Stored dataset items:
==========

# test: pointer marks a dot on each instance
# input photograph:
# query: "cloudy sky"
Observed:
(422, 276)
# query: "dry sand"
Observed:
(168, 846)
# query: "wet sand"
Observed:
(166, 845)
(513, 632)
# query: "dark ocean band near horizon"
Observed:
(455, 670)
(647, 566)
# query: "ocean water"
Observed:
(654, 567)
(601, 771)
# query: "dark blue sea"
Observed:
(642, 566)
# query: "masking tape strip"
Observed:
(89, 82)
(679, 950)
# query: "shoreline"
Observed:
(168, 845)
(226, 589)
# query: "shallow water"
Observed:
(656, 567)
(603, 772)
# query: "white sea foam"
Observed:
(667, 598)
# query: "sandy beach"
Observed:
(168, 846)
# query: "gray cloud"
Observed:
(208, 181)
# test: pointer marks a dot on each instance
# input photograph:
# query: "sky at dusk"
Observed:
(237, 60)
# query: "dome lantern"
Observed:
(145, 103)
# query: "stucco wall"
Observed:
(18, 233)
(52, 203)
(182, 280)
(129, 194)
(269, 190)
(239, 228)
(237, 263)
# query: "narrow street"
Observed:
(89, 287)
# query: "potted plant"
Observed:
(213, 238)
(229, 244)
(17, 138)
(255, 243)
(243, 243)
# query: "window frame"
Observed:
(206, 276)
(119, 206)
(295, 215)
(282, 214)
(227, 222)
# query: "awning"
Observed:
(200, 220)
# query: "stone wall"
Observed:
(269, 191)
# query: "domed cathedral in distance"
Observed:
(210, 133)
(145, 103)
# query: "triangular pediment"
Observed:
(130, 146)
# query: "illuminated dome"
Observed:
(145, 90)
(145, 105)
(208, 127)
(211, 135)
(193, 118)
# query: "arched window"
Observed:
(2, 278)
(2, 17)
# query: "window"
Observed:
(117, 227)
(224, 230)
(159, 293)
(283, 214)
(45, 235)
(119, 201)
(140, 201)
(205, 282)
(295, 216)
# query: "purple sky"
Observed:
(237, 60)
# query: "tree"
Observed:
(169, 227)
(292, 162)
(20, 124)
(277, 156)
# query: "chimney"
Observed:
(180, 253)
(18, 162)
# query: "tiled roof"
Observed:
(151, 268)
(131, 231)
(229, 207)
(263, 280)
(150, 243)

==========

Assignment:
Transcribe each record shown above, exactly.

Result of this exercise:
# test: pointer marks a dot on each instance
# input photograph:
# query: "cloudy sky"
Observed:
(422, 276)
# query: "dry sand"
Observed:
(168, 846)
# query: "wet sand"
Observed:
(166, 845)
(513, 632)
# query: "dark ocean band near horizon"
Observed:
(455, 670)
(647, 566)
# query: "ocean water"
Observed:
(654, 567)
(601, 771)
# query: "dark blue sea"
Observed:
(642, 566)
# query: "masking tape strip"
Observed:
(89, 82)
(679, 950)
# query: "shoreline"
Observed:
(168, 845)
(226, 589)
# query: "shallow water"
Observed:
(656, 567)
(603, 772)
# query: "white sea foam"
Observed:
(667, 598)
# query: "sandy beach"
Observed:
(168, 846)
# query: "gray cloud"
Observed:
(208, 181)
# test: pointer marks a dot on each instance
# input photograph:
# query: "sky at dusk"
Observed:
(237, 60)
# query: "dome lantern"
Observed:
(145, 103)
# query: "stucco wall"
Observed:
(18, 233)
(52, 203)
(182, 280)
(129, 194)
(269, 190)
(239, 228)
(237, 263)
# query: "narrow street"
Observed:
(89, 287)
# query: "potted plant"
Observed:
(213, 238)
(229, 244)
(17, 138)
(255, 243)
(243, 243)
# query: "window frame"
Observed:
(206, 276)
(119, 206)
(295, 215)
(282, 214)
(227, 222)
# query: "awning"
Observed:
(200, 220)
# query: "stone wall"
Observed:
(269, 191)
# query: "domed cathedral in distance"
Observed:
(210, 133)
(145, 103)
# query: "triangular pediment"
Observed:
(130, 146)
# query: "illuminated dome"
Observed:
(145, 90)
(145, 105)
(208, 127)
(211, 135)
(193, 118)
# query: "arched window"
Observed:
(2, 278)
(2, 17)
# query: "window"
Observed:
(117, 227)
(224, 230)
(159, 293)
(283, 214)
(45, 235)
(119, 201)
(140, 201)
(205, 282)
(295, 216)
# query: "purple sky"
Observed:
(237, 60)
# query: "tree"
Observed:
(169, 227)
(292, 162)
(20, 124)
(277, 156)
# query: "chimney"
Observed:
(180, 253)
(18, 162)
# query: "tiled roof"
Observed:
(151, 268)
(131, 231)
(229, 207)
(263, 280)
(150, 243)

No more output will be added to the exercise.